╭─ TASK INPUTS

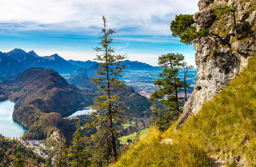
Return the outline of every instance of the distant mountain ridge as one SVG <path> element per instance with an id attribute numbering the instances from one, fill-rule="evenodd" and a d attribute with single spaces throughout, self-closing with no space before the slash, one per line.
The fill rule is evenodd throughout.
<path id="1" fill-rule="evenodd" d="M 67 128 L 61 116 L 84 106 L 84 95 L 52 69 L 31 68 L 0 82 L 0 100 L 16 102 L 12 117 L 30 129 L 23 137 L 42 139 Z"/>
<path id="2" fill-rule="evenodd" d="M 16 48 L 9 52 L 1 52 L 0 55 L 1 60 L 4 60 L 1 62 L 0 80 L 14 78 L 18 73 L 31 67 L 52 68 L 60 73 L 72 73 L 79 69 L 56 53 L 40 57 L 34 51 L 27 53 Z M 10 71 L 10 67 L 13 70 Z"/>
<path id="3" fill-rule="evenodd" d="M 77 66 L 80 68 L 85 68 L 89 71 L 93 71 L 93 69 L 97 69 L 99 66 L 100 63 L 96 61 L 74 61 L 69 60 L 68 61 L 73 65 Z M 131 61 L 129 60 L 121 61 L 121 63 L 125 63 L 125 71 L 162 71 L 162 69 L 158 67 L 154 67 L 145 63 L 143 63 L 137 61 Z"/>
<path id="4" fill-rule="evenodd" d="M 161 68 L 138 61 L 125 60 L 125 71 L 155 71 Z M 55 53 L 51 56 L 40 57 L 33 50 L 26 52 L 21 49 L 15 48 L 6 53 L 0 52 L 0 81 L 14 78 L 20 73 L 31 67 L 51 68 L 60 73 L 72 73 L 81 68 L 88 70 L 89 76 L 94 76 L 95 71 L 100 63 L 96 61 L 67 61 Z"/>

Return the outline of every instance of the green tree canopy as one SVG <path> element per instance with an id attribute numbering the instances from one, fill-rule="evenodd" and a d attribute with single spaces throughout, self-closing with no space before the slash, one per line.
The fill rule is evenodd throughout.
<path id="1" fill-rule="evenodd" d="M 94 156 L 98 159 L 98 163 L 103 161 L 107 163 L 110 157 L 112 157 L 113 161 L 117 161 L 117 153 L 115 137 L 116 130 L 113 126 L 113 122 L 123 121 L 126 116 L 124 112 L 126 109 L 118 95 L 118 91 L 125 89 L 125 84 L 118 80 L 117 77 L 121 76 L 121 72 L 125 68 L 125 65 L 121 63 L 121 61 L 127 56 L 126 55 L 113 54 L 114 50 L 110 45 L 118 43 L 112 38 L 112 35 L 118 31 L 115 29 L 107 29 L 107 20 L 104 16 L 102 19 L 104 27 L 102 28 L 99 37 L 102 39 L 99 43 L 102 47 L 94 48 L 96 51 L 102 53 L 97 55 L 94 60 L 102 62 L 96 71 L 96 73 L 100 76 L 93 78 L 93 82 L 105 92 L 105 95 L 95 98 L 94 105 L 92 106 L 94 111 L 91 115 L 94 121 L 87 125 L 99 129 L 98 132 L 92 137 L 97 150 Z M 106 158 L 105 160 L 104 158 Z"/>
<path id="2" fill-rule="evenodd" d="M 158 79 L 154 85 L 159 87 L 151 95 L 150 100 L 160 100 L 161 104 L 168 107 L 168 110 L 173 111 L 176 115 L 181 114 L 179 106 L 182 97 L 178 97 L 178 92 L 183 89 L 183 84 L 178 77 L 180 67 L 183 65 L 184 56 L 179 53 L 168 53 L 159 56 L 158 65 L 163 68 L 159 73 L 162 80 Z M 164 99 L 164 96 L 166 96 Z"/>

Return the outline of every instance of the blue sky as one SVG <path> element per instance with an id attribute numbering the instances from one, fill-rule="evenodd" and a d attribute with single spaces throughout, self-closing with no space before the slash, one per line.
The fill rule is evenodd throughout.
<path id="1" fill-rule="evenodd" d="M 176 14 L 198 11 L 198 0 L 0 0 L 0 51 L 34 50 L 40 56 L 54 53 L 65 60 L 93 60 L 99 54 L 97 37 L 102 16 L 113 38 L 116 54 L 130 61 L 157 66 L 159 56 L 182 53 L 193 66 L 192 45 L 172 36 Z"/>

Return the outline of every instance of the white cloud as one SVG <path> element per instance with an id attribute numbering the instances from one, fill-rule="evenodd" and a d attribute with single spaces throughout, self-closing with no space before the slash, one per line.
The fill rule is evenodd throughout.
<path id="1" fill-rule="evenodd" d="M 93 31 L 102 27 L 134 28 L 138 34 L 163 35 L 175 14 L 193 14 L 198 0 L 1 0 L 0 23 L 25 30 L 59 28 Z M 97 32 L 98 30 L 97 30 Z"/>

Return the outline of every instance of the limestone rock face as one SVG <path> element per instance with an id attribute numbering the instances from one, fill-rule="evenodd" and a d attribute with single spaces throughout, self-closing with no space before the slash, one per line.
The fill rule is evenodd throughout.
<path id="1" fill-rule="evenodd" d="M 200 0 L 199 1 L 197 6 L 199 10 L 202 11 L 203 8 L 207 7 L 210 4 L 214 2 L 214 0 Z"/>
<path id="2" fill-rule="evenodd" d="M 208 28 L 214 21 L 214 14 L 210 8 L 196 12 L 193 18 L 197 24 L 197 28 L 205 27 Z"/>
<path id="3" fill-rule="evenodd" d="M 256 11 L 254 11 L 250 15 L 248 21 L 250 26 L 256 26 Z"/>
<path id="4" fill-rule="evenodd" d="M 183 112 L 177 123 L 177 128 L 183 125 L 192 115 L 196 114 L 203 103 L 211 100 L 219 92 L 234 79 L 248 65 L 256 51 L 256 12 L 253 2 L 226 0 L 214 2 L 200 1 L 200 12 L 193 15 L 197 30 L 206 27 L 210 33 L 217 35 L 230 44 L 231 47 L 216 36 L 208 35 L 194 41 L 197 51 L 195 61 L 198 80 L 192 95 L 186 102 Z M 211 2 L 211 3 L 208 3 Z M 208 4 L 208 8 L 206 4 Z M 239 40 L 235 37 L 233 19 L 223 17 L 215 20 L 213 11 L 220 5 L 236 6 L 236 27 Z M 211 7 L 211 8 L 210 8 Z M 247 23 L 245 22 L 247 22 Z"/>

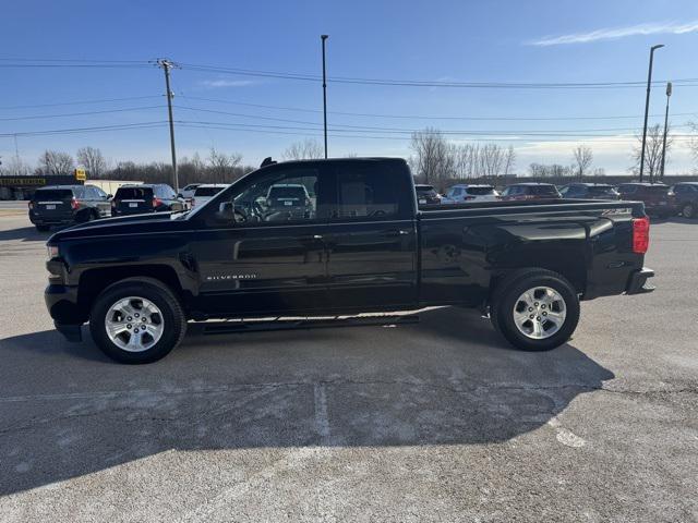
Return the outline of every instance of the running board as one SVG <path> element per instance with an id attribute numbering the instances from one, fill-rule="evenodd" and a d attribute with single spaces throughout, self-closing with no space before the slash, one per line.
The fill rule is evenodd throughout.
<path id="1" fill-rule="evenodd" d="M 387 325 L 410 325 L 419 323 L 419 315 L 395 316 L 336 316 L 334 318 L 276 318 L 206 321 L 198 324 L 204 335 L 230 335 L 237 332 L 261 332 L 270 330 L 327 329 L 337 327 L 370 327 Z M 196 324 L 193 324 L 196 325 Z"/>

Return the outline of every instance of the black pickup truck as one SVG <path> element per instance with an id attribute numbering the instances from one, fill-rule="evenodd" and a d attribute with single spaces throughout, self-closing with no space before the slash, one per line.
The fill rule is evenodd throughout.
<path id="1" fill-rule="evenodd" d="M 304 187 L 269 204 L 274 187 Z M 389 158 L 265 166 L 188 212 L 111 218 L 48 241 L 56 327 L 125 363 L 165 356 L 188 320 L 477 307 L 513 345 L 569 339 L 579 301 L 652 288 L 641 203 L 417 204 Z M 464 333 L 467 337 L 467 333 Z"/>

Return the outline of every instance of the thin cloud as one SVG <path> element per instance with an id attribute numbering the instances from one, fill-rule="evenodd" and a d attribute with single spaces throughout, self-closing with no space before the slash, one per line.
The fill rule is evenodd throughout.
<path id="1" fill-rule="evenodd" d="M 254 80 L 204 80 L 200 84 L 209 89 L 220 89 L 225 87 L 246 87 L 256 85 L 258 82 Z"/>
<path id="2" fill-rule="evenodd" d="M 589 33 L 574 33 L 570 35 L 546 36 L 538 40 L 527 41 L 529 46 L 561 46 L 566 44 L 589 44 L 601 40 L 616 40 L 628 36 L 647 35 L 684 35 L 698 32 L 698 21 L 688 23 L 650 23 L 630 25 L 627 27 L 607 27 Z"/>

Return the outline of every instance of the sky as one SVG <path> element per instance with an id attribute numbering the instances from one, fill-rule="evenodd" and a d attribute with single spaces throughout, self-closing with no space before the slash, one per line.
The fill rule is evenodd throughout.
<path id="1" fill-rule="evenodd" d="M 158 58 L 180 65 L 178 157 L 214 147 L 257 165 L 321 142 L 321 34 L 330 156 L 407 157 L 410 132 L 430 126 L 454 143 L 514 145 L 520 173 L 569 165 L 579 144 L 594 168 L 627 173 L 649 48 L 664 44 L 653 80 L 675 82 L 678 135 L 666 172 L 698 167 L 686 146 L 698 121 L 695 0 L 14 1 L 0 31 L 0 161 L 82 146 L 112 163 L 169 161 Z M 658 83 L 650 125 L 665 101 Z"/>

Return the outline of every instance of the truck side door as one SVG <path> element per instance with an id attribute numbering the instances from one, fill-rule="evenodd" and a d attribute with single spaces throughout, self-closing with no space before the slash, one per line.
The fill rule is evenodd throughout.
<path id="1" fill-rule="evenodd" d="M 200 311 L 212 316 L 324 311 L 322 183 L 312 163 L 267 167 L 198 211 L 202 227 L 192 254 Z M 225 205 L 234 209 L 234 220 L 221 220 Z"/>
<path id="2" fill-rule="evenodd" d="M 328 305 L 339 311 L 417 303 L 414 195 L 407 166 L 333 162 L 323 240 Z"/>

╰─

## TASK PROMPT
Reproduce the lines of the records above verbatim, from the line with "Return the outline of every instance of the limestone" up to and including the line with "200 0 L 199".

## SOLUTION FOR THIS PROBLEM
Return the outline of every instance of the limestone rock face as one SVG <path> element per instance with an id attribute numbering the instances from one, fill-rule="evenodd" and a d attribute with single spaces throughout, self-closing with no space before the slash, one per line.
The fill rule is evenodd throughout.
<path id="1" fill-rule="evenodd" d="M 200 0 L 199 1 L 197 6 L 199 10 L 202 11 L 203 8 L 207 7 L 210 4 L 214 2 L 214 0 Z"/>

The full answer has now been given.